Point placement entries
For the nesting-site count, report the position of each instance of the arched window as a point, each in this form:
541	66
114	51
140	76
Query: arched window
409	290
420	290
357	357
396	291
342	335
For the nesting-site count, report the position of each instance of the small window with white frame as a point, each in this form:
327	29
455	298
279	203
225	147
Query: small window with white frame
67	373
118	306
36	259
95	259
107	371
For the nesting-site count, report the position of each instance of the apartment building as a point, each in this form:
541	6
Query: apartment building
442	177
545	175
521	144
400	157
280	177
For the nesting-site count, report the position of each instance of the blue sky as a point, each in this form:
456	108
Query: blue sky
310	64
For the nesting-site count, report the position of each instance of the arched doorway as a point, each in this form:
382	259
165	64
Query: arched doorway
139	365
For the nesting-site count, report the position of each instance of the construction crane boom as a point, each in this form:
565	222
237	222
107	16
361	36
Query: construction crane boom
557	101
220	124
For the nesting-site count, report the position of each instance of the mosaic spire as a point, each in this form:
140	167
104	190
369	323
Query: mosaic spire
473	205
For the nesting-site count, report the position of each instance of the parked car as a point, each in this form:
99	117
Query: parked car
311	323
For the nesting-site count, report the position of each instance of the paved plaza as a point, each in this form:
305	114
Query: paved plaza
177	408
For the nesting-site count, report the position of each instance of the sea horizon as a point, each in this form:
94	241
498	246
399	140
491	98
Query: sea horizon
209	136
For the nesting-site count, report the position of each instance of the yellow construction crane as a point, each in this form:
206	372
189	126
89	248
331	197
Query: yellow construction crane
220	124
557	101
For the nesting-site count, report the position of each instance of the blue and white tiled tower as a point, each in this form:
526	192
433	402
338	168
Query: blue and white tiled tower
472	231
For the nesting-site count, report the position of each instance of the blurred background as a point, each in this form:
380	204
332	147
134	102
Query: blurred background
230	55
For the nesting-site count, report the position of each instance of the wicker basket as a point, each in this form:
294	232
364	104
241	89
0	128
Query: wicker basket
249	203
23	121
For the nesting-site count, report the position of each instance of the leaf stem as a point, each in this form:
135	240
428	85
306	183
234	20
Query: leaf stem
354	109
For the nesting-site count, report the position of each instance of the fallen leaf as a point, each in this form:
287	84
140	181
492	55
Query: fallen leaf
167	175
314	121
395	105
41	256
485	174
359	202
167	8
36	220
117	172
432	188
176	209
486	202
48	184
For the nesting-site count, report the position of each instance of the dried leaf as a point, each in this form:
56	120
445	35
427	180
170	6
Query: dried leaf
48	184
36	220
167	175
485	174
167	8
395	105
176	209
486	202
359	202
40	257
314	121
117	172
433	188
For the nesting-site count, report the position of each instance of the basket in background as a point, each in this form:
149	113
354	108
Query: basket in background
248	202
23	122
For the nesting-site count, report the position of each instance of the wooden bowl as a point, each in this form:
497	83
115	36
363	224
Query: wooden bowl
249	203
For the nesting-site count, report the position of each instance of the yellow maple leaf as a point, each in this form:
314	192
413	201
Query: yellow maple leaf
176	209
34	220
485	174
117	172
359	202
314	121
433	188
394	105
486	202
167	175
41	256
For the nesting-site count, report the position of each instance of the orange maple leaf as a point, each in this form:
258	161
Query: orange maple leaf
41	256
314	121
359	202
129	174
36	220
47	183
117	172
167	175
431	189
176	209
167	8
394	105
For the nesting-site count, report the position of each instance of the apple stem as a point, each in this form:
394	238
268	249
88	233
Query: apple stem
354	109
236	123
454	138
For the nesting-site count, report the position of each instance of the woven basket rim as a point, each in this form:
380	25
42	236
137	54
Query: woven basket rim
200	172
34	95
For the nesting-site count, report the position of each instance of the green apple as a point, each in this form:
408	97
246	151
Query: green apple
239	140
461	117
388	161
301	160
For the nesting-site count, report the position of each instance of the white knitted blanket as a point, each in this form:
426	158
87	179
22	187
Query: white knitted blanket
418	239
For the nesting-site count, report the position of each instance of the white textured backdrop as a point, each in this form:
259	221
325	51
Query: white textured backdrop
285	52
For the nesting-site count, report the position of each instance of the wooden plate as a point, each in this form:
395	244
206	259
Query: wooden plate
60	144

--- EXERCISE DIRECTIONS ---
Copy the entries from the line containing "of the green" through the end of the entries, requests included, and shift each answer point by adding 127 to both of its coordinates.

--- ANSWER FOR THE TASK ---
For the nesting-site count, report the position of each instance of the green apple as a point, each in this form:
408	97
246	151
Query: green apple
366	267
588	244
515	288
428	287
For the nesting-site count, report the position of each instance of the white knitted blanket as a point, each in this form:
426	158
87	179
22	187
Query: white knitted blanket
545	366
For the nesting-site count, report the position of each instance of the white textured backdrop as a point, each in this form:
259	221
325	51
Query: white textured backdrop
412	179
For the nesting-site count, report the position of each instance of the wooden plate as a point, each in this form:
395	244
206	259
Query: wooden plate
187	271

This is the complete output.